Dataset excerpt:

-*-*-

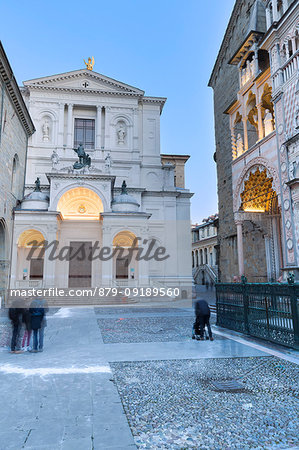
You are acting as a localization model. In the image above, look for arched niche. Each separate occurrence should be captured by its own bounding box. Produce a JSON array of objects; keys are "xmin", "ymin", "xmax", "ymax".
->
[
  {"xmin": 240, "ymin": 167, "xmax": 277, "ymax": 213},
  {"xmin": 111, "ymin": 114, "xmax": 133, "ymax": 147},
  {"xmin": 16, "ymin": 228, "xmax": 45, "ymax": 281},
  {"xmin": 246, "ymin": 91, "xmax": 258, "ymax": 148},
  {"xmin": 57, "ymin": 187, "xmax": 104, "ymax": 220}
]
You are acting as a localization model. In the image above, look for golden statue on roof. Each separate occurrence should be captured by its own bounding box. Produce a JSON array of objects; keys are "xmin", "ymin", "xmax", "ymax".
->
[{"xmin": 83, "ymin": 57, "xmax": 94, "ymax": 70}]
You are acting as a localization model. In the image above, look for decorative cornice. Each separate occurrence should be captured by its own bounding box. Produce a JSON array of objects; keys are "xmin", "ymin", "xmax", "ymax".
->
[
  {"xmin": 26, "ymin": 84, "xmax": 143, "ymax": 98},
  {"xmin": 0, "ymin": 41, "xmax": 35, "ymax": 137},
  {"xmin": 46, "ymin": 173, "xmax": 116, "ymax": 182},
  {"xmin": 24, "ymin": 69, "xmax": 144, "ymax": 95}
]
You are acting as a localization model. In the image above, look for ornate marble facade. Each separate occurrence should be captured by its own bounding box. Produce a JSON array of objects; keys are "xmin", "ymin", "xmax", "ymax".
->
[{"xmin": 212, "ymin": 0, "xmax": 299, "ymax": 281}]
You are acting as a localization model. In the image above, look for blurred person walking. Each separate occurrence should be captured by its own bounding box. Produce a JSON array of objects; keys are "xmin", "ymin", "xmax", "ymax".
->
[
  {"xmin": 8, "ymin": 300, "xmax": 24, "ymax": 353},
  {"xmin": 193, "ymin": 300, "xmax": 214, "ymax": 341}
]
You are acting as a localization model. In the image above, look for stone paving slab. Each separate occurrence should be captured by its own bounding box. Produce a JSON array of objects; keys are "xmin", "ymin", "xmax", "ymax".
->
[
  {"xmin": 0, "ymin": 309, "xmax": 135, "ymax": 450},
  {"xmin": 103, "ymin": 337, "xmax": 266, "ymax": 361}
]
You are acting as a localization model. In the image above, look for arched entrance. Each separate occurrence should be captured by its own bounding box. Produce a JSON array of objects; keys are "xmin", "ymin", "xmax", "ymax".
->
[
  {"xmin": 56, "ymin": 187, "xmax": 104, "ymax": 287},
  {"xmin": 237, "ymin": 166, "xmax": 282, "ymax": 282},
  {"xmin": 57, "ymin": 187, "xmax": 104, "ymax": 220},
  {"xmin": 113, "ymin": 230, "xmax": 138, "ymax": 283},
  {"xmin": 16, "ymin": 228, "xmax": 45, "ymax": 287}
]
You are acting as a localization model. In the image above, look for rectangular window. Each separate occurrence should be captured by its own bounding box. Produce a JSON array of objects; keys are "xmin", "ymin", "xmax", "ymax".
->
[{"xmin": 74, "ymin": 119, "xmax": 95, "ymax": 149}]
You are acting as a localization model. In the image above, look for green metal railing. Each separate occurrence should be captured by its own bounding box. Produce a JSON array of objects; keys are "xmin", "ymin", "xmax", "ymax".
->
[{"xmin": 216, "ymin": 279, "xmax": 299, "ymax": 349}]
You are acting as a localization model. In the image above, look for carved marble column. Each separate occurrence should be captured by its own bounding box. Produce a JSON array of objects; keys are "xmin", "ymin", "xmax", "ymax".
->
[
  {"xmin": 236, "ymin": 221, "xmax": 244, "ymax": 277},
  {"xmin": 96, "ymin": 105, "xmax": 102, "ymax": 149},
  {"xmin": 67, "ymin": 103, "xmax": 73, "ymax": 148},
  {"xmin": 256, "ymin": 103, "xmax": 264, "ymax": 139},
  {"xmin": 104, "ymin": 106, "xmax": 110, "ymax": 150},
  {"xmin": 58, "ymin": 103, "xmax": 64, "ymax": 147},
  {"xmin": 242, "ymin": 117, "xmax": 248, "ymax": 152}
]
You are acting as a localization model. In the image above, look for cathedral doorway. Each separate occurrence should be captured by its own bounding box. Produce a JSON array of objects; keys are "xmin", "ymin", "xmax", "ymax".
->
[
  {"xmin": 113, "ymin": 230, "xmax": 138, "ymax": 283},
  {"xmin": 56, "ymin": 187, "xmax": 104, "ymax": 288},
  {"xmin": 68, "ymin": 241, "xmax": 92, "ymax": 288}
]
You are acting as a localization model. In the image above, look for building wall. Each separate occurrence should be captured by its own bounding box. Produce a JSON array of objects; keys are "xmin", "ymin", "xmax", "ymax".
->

-*-*-

SET PROBLEM:
How many lines of the listing above contain the string "arched"? Reply with only the number.

FULL RESPONSE:
2